Recorded data:
## start
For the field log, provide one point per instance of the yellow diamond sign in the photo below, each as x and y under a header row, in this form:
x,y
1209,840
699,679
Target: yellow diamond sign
## end
## TASK DETAILS
Output all of the material exactly as written.

## RESULT OF THE EXERCISE
For the field log, provide one point per instance of the yellow diamond sign in the photo below, each as x and y under a header row, in this form:
x,y
1209,840
699,679
Target: yellow diamond sign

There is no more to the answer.